AIM OF THE EXERCISE:
Provide the records once more, identical to the original.

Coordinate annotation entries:

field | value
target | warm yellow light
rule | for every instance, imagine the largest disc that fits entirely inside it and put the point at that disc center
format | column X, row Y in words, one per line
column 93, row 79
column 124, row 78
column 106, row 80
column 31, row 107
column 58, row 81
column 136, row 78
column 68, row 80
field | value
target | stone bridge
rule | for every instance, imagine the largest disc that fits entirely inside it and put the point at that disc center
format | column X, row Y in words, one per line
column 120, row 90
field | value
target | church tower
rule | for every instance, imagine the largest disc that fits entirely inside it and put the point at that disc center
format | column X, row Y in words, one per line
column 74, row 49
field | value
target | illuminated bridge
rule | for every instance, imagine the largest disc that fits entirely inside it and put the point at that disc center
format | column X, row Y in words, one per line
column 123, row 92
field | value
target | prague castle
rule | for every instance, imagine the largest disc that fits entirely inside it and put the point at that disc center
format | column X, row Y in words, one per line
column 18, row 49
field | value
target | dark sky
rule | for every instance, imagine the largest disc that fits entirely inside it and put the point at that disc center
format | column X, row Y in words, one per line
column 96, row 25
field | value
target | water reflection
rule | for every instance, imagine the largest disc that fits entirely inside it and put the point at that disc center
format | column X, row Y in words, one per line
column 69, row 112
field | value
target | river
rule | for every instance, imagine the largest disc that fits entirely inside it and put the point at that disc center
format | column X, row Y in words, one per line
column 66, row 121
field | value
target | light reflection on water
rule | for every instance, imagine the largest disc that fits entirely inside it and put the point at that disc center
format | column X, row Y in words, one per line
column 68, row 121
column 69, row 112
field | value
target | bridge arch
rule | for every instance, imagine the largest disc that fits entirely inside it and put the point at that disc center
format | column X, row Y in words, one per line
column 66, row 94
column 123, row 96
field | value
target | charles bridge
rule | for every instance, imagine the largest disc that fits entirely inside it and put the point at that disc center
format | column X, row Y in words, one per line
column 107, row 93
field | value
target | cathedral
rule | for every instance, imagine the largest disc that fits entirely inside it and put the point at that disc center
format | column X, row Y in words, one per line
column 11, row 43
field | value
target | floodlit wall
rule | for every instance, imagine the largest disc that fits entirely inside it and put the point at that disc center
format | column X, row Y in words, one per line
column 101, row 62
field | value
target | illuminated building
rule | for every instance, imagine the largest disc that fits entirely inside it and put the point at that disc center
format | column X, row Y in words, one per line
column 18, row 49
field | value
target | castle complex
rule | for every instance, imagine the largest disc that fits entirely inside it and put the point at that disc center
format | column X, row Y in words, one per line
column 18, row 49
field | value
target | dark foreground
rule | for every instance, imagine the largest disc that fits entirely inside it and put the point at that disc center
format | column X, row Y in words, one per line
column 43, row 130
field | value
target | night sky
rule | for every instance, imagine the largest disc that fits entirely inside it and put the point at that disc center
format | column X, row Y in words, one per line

RESPONSE:
field | value
target | warm yellow light
rule | for every instance, imagine the largest disc that fits entirely inside it and put the point at that disc center
format | column X, row Y in words, one per line
column 93, row 79
column 124, row 78
column 106, row 80
column 31, row 107
column 58, row 81
column 136, row 78
column 68, row 80
field | value
target | stone bridge
rule | for every instance, imagine the largest disc that fits entirely inside it and put the point at that disc center
format | column X, row Y in words, one per line
column 120, row 90
field | value
target | church tower
rule | for every instance, imagine the largest disc that fits entirely inside it and put the point at that disc center
format | column X, row Y in words, one per line
column 74, row 49
field | value
target | illuminated bridge
rule | for every instance, imagine the largest disc that fits entirely inside it and put the point at that disc center
format | column X, row Y in words, one per line
column 123, row 92
field | value
target | prague castle
rule | for every instance, imagine the largest disc that fits entirely inside it and put the point at that disc center
format | column X, row Y in words, one per line
column 18, row 49
field | value
target | dark sky
rule | for every instance, imagine the largest disc that fits entirely inside it and put the point at that disc center
format | column X, row Y in words, one per line
column 96, row 25
field | value
target | water reflection
rule | for every instance, imagine the largest disc that fits entirely inside it and put the point at that disc center
format | column X, row Y in words, one per line
column 69, row 112
field | value
target | river
rule | for every instance, imagine the largest disc that fits entirely inside it and put the point at that disc center
format | column X, row Y in words, one per line
column 66, row 121
field | value
target | light reflection on water
rule | for every instance, imagine the largest disc that fits entirely inside it and put the point at that disc center
format | column X, row Y in words, one per line
column 68, row 121
column 69, row 112
field | value
target | bridge arch
rule | for every instance, imagine the largest disc that fits entirely inside it and put the point at that disc center
format | column X, row Y in words, one per line
column 66, row 94
column 123, row 96
field | value
target | charles bridge
rule | for every instance, imagine the largest disc that fits entirely inside it and put the point at that disc center
format | column X, row Y in words, one per line
column 107, row 93
field | value
target | cathedral
rule | for every instance, imagine the largest disc that fits entirely inside it and put the point at that disc center
format | column X, row Y in words, one per line
column 11, row 43
field | value
target | floodlit wall
rule | for every instance, imagine the largest disc that fits entirely inside it and put the point at that disc center
format | column X, row Y in words, one per line
column 101, row 62
field | value
target | illuminated building
rule | for every instance, imagine the largest disc that fits entirely inside it and put the point at that disc center
format | column X, row Y in words, one per line
column 18, row 49
field | value
target | castle complex
rule | for every instance, imagine the largest disc that fits entirely inside it and put the point at that disc center
format | column X, row Y in words, one per line
column 18, row 49
field | value
target | dark foreground
rule | for every instance, imagine the largest disc that fits entirely inside it and put the point at that disc center
format | column X, row Y in words, one per line
column 43, row 130
field | value
target | night sky
rule | for every instance, imagine the largest disc that fits entirely inside it and put the point at that disc center
format | column X, row Y in words, one per line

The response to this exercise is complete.